**TASK TO COMPLETE:** Every line with the string "path" must be copied from the entries below.

**EXTRACTED RECORDS:**
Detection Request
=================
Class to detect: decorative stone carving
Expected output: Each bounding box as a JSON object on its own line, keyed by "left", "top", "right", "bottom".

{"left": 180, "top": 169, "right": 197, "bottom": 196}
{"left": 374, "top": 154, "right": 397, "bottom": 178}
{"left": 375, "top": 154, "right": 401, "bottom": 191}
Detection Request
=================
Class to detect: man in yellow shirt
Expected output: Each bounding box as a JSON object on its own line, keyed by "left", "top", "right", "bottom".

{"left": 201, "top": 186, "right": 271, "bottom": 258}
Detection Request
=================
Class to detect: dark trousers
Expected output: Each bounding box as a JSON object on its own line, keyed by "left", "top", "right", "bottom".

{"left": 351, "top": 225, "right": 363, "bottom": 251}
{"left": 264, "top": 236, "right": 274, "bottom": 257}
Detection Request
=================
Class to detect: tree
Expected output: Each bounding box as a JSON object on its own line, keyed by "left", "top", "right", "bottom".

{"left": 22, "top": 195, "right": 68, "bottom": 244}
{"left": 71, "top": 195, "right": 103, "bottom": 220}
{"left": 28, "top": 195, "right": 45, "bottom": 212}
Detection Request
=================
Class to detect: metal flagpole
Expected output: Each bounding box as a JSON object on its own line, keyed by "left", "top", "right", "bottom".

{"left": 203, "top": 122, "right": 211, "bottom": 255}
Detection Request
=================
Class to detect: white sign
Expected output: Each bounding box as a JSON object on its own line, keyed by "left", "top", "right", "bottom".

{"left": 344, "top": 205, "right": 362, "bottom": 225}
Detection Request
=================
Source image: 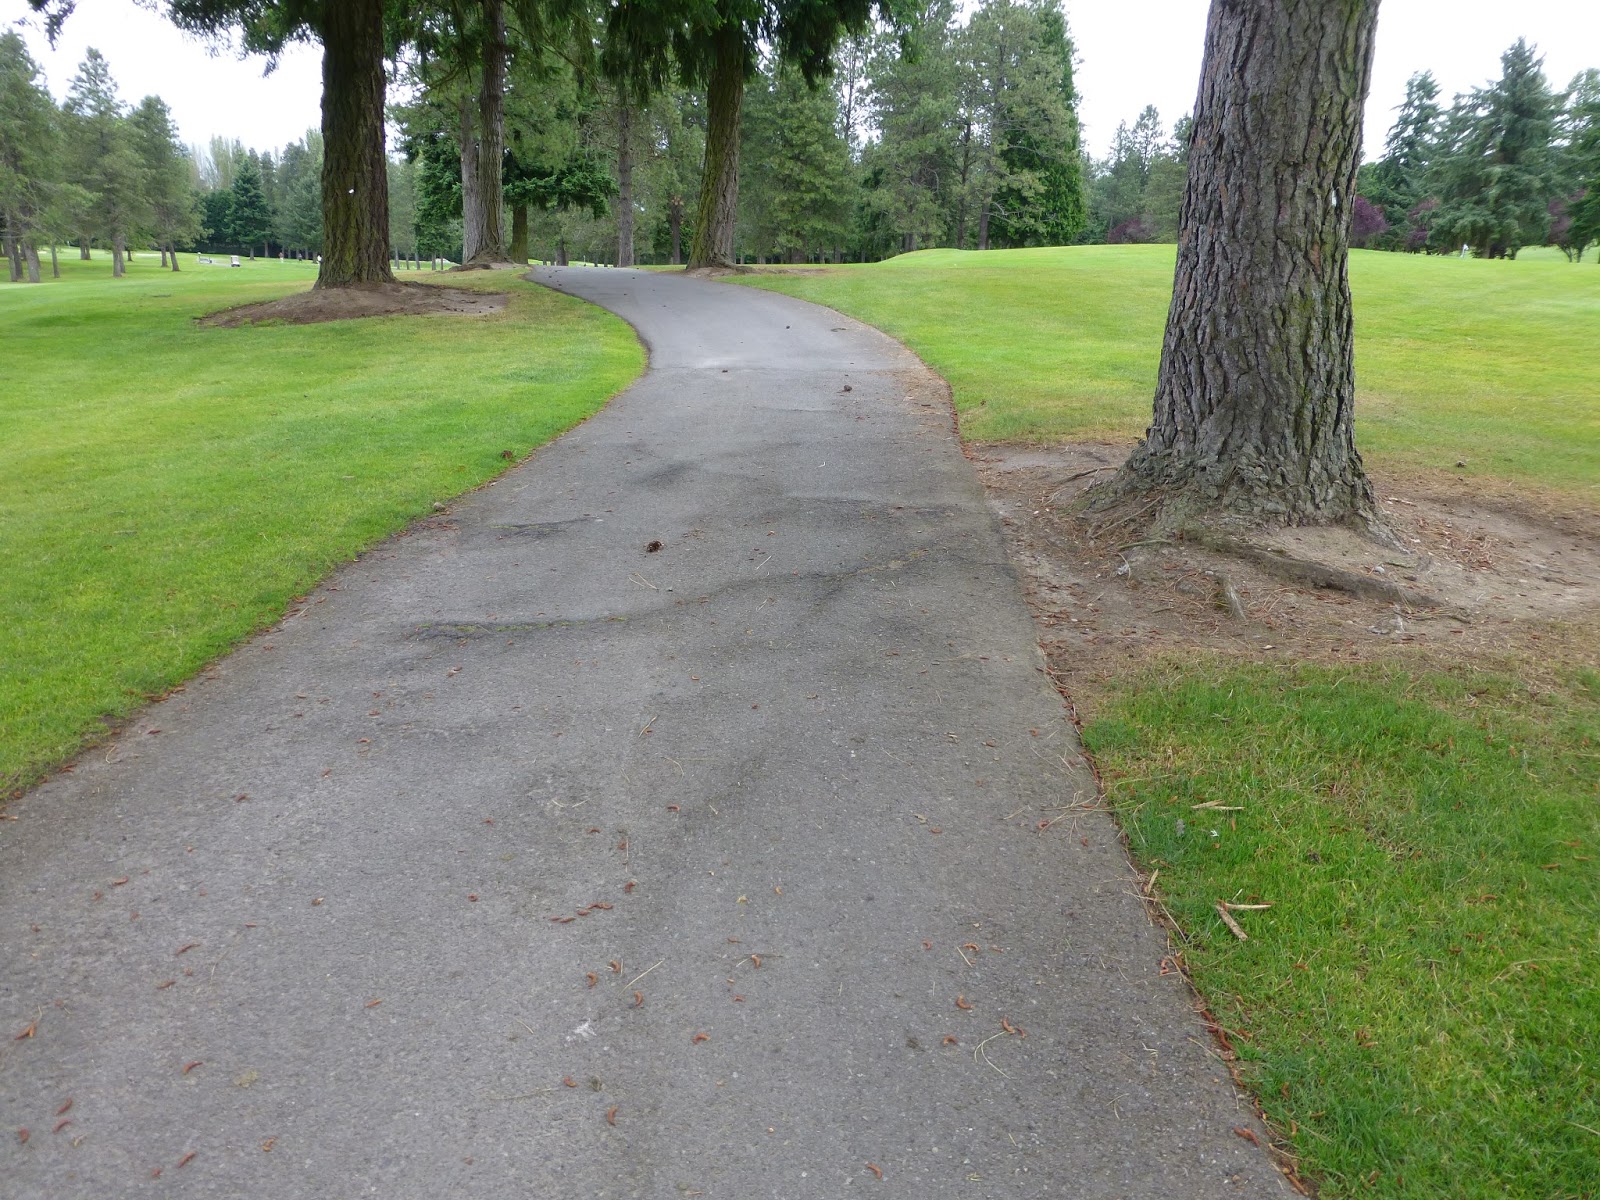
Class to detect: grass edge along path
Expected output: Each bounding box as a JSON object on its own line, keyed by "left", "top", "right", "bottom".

{"left": 731, "top": 245, "right": 1600, "bottom": 498}
{"left": 1083, "top": 659, "right": 1600, "bottom": 1199}
{"left": 1, "top": 257, "right": 643, "bottom": 795}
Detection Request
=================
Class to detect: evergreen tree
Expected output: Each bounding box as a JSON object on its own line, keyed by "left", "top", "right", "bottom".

{"left": 981, "top": 0, "right": 1086, "bottom": 247}
{"left": 1088, "top": 108, "right": 1177, "bottom": 246}
{"left": 1557, "top": 69, "right": 1600, "bottom": 260}
{"left": 1430, "top": 40, "right": 1559, "bottom": 258}
{"left": 1357, "top": 71, "right": 1441, "bottom": 250}
{"left": 62, "top": 48, "right": 147, "bottom": 276}
{"left": 0, "top": 30, "right": 59, "bottom": 283}
{"left": 601, "top": 0, "right": 906, "bottom": 269}
{"left": 740, "top": 59, "right": 854, "bottom": 261}
{"left": 227, "top": 154, "right": 275, "bottom": 256}
{"left": 863, "top": 1, "right": 960, "bottom": 254}
{"left": 129, "top": 96, "right": 202, "bottom": 269}
{"left": 1138, "top": 118, "right": 1190, "bottom": 243}
{"left": 387, "top": 154, "right": 418, "bottom": 260}
{"left": 274, "top": 131, "right": 324, "bottom": 256}
{"left": 639, "top": 89, "right": 705, "bottom": 264}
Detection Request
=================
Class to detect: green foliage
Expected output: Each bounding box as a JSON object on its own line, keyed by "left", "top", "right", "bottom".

{"left": 1358, "top": 71, "right": 1442, "bottom": 251}
{"left": 1084, "top": 662, "right": 1600, "bottom": 1198}
{"left": 62, "top": 48, "right": 148, "bottom": 260}
{"left": 0, "top": 30, "right": 59, "bottom": 275}
{"left": 273, "top": 130, "right": 323, "bottom": 253}
{"left": 1560, "top": 69, "right": 1600, "bottom": 259}
{"left": 961, "top": 0, "right": 1085, "bottom": 248}
{"left": 128, "top": 95, "right": 203, "bottom": 252}
{"left": 0, "top": 254, "right": 643, "bottom": 793}
{"left": 1088, "top": 104, "right": 1186, "bottom": 244}
{"left": 1430, "top": 40, "right": 1560, "bottom": 257}
{"left": 860, "top": 0, "right": 961, "bottom": 253}
{"left": 739, "top": 58, "right": 854, "bottom": 260}
{"left": 225, "top": 152, "right": 275, "bottom": 251}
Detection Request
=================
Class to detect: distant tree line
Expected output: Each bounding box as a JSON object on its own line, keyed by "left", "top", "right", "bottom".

{"left": 1, "top": 35, "right": 200, "bottom": 280}
{"left": 12, "top": 8, "right": 1599, "bottom": 284}
{"left": 384, "top": 0, "right": 1090, "bottom": 268}
{"left": 1355, "top": 41, "right": 1600, "bottom": 260}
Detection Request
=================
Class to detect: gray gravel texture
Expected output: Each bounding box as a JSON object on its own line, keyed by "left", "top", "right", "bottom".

{"left": 1, "top": 267, "right": 1287, "bottom": 1198}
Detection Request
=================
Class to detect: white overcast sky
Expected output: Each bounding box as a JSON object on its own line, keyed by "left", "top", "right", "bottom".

{"left": 5, "top": 0, "right": 1599, "bottom": 161}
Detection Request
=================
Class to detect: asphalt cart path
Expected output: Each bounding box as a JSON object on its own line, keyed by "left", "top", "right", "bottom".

{"left": 2, "top": 266, "right": 1286, "bottom": 1198}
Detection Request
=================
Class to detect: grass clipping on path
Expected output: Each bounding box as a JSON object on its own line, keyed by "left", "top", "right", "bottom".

{"left": 0, "top": 257, "right": 642, "bottom": 794}
{"left": 1084, "top": 662, "right": 1600, "bottom": 1198}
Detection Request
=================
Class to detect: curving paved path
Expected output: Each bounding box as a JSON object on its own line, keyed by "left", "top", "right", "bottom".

{"left": 2, "top": 267, "right": 1286, "bottom": 1198}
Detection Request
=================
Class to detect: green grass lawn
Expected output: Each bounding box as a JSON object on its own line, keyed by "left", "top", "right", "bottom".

{"left": 734, "top": 247, "right": 1600, "bottom": 1198}
{"left": 1084, "top": 664, "right": 1600, "bottom": 1198}
{"left": 1, "top": 253, "right": 642, "bottom": 795}
{"left": 735, "top": 245, "right": 1600, "bottom": 495}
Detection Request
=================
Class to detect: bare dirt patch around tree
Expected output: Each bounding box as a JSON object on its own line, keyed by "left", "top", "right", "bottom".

{"left": 977, "top": 442, "right": 1600, "bottom": 717}
{"left": 200, "top": 281, "right": 508, "bottom": 328}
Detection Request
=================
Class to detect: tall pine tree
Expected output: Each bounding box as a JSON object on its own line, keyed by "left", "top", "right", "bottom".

{"left": 1431, "top": 40, "right": 1559, "bottom": 258}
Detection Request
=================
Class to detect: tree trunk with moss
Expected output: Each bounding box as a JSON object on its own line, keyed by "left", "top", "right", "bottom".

{"left": 460, "top": 0, "right": 507, "bottom": 266}
{"left": 509, "top": 202, "right": 528, "bottom": 263}
{"left": 616, "top": 99, "right": 635, "bottom": 267}
{"left": 315, "top": 0, "right": 394, "bottom": 288}
{"left": 688, "top": 24, "right": 746, "bottom": 269}
{"left": 1097, "top": 0, "right": 1382, "bottom": 528}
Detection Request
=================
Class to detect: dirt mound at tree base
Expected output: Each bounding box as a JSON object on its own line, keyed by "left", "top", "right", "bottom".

{"left": 200, "top": 282, "right": 507, "bottom": 328}
{"left": 978, "top": 442, "right": 1600, "bottom": 715}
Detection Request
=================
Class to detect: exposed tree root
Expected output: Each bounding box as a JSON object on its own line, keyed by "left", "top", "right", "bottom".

{"left": 1184, "top": 529, "right": 1442, "bottom": 609}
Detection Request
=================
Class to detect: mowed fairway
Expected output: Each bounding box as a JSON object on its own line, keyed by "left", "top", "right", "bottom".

{"left": 737, "top": 245, "right": 1600, "bottom": 494}
{"left": 737, "top": 248, "right": 1600, "bottom": 1199}
{"left": 1, "top": 255, "right": 642, "bottom": 794}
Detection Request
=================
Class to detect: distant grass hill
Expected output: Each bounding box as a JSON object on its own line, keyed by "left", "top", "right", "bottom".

{"left": 737, "top": 245, "right": 1600, "bottom": 497}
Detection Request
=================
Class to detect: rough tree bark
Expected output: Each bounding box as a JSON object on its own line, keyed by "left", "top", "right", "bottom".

{"left": 25, "top": 242, "right": 41, "bottom": 282}
{"left": 688, "top": 23, "right": 746, "bottom": 269}
{"left": 315, "top": 0, "right": 394, "bottom": 288}
{"left": 78, "top": 236, "right": 89, "bottom": 261}
{"left": 460, "top": 0, "right": 508, "bottom": 266}
{"left": 3, "top": 231, "right": 19, "bottom": 283}
{"left": 1096, "top": 0, "right": 1382, "bottom": 529}
{"left": 616, "top": 99, "right": 635, "bottom": 268}
{"left": 111, "top": 232, "right": 125, "bottom": 277}
{"left": 509, "top": 203, "right": 528, "bottom": 263}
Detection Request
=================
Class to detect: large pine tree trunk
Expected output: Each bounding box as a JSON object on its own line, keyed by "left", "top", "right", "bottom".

{"left": 49, "top": 242, "right": 59, "bottom": 278}
{"left": 510, "top": 203, "right": 528, "bottom": 264}
{"left": 3, "top": 230, "right": 19, "bottom": 283}
{"left": 79, "top": 237, "right": 90, "bottom": 261}
{"left": 169, "top": 241, "right": 180, "bottom": 272}
{"left": 459, "top": 97, "right": 482, "bottom": 260}
{"left": 112, "top": 232, "right": 125, "bottom": 277}
{"left": 24, "top": 242, "right": 41, "bottom": 283}
{"left": 461, "top": 0, "right": 507, "bottom": 266}
{"left": 689, "top": 23, "right": 746, "bottom": 269}
{"left": 616, "top": 100, "right": 635, "bottom": 268}
{"left": 315, "top": 0, "right": 395, "bottom": 289}
{"left": 1099, "top": 0, "right": 1381, "bottom": 529}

**ANSWER BELOW:**
Class to detect: grass edge along path
Class to detect: asphalt cart path
Class to detect: grass clipping on path
Class to detect: curving paved path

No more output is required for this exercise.